:: Work to be completed ::
Copy each line of the following data that contains "yellow".

:: Region pointing data ::
%%
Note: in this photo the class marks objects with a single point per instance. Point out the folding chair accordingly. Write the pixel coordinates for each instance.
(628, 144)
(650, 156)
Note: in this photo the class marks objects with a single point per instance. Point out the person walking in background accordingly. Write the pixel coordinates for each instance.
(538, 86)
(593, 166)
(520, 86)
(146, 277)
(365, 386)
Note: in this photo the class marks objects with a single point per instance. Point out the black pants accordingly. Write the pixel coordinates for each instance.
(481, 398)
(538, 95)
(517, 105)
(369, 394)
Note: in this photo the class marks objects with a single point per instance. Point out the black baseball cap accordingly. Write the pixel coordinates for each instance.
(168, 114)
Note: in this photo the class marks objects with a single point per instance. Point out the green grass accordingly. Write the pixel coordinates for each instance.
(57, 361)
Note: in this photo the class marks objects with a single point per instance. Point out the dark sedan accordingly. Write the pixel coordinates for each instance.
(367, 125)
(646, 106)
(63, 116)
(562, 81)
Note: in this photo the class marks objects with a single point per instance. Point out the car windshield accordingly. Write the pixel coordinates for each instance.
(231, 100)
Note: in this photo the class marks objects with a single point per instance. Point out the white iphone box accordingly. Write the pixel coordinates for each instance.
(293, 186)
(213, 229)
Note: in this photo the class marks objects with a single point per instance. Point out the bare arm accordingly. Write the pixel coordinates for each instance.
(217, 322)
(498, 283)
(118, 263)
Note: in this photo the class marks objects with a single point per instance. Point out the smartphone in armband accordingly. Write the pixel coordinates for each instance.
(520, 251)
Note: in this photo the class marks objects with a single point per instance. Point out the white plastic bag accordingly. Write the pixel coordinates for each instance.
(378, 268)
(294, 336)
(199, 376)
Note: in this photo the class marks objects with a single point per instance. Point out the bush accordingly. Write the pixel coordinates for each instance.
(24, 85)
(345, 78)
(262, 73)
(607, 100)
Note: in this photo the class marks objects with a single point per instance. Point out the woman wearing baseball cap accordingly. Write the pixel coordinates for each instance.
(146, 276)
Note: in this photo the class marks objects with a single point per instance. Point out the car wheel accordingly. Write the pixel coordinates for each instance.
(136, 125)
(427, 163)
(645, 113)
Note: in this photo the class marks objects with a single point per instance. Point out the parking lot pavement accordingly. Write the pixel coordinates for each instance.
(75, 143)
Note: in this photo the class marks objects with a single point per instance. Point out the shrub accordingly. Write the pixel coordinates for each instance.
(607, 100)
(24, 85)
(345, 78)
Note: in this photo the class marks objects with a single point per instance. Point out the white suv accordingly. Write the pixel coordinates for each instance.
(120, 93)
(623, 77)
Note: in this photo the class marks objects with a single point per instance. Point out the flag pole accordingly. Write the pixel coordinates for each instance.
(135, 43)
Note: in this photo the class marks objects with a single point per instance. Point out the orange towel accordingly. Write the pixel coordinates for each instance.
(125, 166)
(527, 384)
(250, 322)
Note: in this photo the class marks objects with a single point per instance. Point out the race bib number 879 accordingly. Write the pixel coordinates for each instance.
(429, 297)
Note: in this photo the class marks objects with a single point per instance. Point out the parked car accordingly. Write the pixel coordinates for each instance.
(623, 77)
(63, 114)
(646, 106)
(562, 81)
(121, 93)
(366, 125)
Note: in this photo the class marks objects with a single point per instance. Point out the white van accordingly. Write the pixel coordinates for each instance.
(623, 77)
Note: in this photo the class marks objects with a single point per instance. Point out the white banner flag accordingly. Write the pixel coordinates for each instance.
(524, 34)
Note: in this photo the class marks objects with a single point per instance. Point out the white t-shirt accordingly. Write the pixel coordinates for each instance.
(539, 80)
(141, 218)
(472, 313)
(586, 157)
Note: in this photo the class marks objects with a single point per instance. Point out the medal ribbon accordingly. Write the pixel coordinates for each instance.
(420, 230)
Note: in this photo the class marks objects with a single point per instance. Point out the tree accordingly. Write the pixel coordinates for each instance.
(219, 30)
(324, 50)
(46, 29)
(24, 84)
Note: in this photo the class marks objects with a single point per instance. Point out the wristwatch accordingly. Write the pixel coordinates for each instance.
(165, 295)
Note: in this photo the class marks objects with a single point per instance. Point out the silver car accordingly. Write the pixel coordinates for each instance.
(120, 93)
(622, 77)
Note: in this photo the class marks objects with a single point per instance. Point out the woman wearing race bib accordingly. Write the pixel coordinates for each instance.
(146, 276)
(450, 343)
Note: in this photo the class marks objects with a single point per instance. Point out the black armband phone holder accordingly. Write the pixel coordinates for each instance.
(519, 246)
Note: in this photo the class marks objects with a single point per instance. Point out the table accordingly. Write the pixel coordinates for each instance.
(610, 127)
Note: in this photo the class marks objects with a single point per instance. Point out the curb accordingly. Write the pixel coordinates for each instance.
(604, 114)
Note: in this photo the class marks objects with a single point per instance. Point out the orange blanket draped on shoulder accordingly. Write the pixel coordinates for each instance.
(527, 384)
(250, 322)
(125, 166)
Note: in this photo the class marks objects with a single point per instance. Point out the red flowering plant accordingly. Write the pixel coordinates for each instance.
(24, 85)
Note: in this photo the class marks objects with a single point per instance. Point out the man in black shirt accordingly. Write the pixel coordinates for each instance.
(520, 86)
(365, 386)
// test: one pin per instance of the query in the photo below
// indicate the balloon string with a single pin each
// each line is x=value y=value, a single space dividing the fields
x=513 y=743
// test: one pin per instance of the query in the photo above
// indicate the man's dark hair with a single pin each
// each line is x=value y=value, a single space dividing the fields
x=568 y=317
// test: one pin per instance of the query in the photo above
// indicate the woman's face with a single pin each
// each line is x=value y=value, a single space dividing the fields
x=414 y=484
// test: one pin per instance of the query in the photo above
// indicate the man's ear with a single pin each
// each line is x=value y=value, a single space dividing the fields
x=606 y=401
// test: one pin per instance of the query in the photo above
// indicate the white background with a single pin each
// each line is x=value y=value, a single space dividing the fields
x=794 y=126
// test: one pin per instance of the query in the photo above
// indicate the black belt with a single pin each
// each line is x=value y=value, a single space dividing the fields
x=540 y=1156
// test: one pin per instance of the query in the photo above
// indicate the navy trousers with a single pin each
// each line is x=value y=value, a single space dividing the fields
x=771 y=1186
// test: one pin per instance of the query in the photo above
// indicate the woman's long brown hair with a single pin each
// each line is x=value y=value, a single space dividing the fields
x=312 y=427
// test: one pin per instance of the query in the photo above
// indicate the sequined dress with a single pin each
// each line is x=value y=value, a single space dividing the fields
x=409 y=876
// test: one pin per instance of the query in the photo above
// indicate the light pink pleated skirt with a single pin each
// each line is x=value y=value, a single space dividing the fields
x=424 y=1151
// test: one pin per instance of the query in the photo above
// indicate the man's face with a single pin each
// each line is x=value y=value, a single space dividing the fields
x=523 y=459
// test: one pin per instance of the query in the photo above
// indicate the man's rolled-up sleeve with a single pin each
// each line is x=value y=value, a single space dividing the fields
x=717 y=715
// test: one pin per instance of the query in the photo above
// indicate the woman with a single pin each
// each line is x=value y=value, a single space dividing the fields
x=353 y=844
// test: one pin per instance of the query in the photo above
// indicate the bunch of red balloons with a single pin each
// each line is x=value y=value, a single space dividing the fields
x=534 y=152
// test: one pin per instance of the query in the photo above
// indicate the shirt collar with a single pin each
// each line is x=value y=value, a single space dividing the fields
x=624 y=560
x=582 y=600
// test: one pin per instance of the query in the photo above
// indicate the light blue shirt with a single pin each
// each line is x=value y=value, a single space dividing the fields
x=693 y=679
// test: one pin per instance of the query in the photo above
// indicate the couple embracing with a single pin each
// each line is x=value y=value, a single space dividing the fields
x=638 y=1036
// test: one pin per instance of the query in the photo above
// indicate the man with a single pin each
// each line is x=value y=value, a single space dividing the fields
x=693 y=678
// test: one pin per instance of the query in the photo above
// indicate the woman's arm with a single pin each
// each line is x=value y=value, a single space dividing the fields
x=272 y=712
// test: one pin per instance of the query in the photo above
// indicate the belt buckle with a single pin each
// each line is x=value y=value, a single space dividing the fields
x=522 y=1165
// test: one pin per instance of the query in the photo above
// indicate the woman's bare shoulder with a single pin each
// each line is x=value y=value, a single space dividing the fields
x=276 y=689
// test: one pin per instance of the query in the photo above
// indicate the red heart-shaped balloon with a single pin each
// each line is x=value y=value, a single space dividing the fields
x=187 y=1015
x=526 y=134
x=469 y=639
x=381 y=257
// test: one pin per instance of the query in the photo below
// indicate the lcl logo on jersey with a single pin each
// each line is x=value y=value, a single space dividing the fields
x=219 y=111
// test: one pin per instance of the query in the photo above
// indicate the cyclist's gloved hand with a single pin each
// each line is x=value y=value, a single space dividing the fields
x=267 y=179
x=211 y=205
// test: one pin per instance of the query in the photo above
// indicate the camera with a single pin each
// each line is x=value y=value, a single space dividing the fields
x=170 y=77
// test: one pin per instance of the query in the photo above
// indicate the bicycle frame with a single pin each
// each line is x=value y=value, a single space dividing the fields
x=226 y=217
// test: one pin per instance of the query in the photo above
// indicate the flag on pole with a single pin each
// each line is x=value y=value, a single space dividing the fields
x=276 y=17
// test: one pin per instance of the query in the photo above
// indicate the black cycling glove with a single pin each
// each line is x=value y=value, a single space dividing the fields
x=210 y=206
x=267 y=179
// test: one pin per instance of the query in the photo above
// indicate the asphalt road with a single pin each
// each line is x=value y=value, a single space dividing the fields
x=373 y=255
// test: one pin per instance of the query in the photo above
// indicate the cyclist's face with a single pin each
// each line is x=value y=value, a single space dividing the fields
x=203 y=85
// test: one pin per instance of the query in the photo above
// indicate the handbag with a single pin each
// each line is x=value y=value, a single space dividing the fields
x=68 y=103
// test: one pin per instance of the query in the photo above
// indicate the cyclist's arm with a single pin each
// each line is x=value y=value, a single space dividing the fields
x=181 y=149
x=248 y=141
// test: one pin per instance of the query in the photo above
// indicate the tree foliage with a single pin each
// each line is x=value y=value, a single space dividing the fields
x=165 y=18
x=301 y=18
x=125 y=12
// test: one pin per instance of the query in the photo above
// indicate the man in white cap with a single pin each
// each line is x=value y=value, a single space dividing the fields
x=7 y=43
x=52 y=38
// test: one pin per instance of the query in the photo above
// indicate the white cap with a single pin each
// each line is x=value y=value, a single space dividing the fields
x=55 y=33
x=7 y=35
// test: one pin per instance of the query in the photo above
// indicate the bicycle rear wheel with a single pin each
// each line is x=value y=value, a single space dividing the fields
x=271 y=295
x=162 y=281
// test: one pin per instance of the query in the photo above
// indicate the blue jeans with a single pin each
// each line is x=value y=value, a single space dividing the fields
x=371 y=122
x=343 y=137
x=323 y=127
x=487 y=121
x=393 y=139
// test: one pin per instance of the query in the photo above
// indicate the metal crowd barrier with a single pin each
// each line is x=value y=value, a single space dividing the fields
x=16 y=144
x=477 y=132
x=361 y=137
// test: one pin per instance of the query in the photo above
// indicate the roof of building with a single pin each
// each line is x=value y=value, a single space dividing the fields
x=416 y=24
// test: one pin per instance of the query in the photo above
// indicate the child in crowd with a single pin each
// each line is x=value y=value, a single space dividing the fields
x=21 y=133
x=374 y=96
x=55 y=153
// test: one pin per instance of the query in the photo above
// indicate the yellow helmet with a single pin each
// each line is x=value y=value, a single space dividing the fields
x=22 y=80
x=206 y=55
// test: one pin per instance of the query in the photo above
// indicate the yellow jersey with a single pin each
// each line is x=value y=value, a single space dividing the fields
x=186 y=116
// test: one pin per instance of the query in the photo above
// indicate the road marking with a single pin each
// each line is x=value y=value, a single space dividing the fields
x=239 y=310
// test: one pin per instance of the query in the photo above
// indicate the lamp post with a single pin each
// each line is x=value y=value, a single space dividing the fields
%%
:: Completed task ::
// indicate the yellow helmet with a single pin each
// indicate the yellow jersey with a single pin each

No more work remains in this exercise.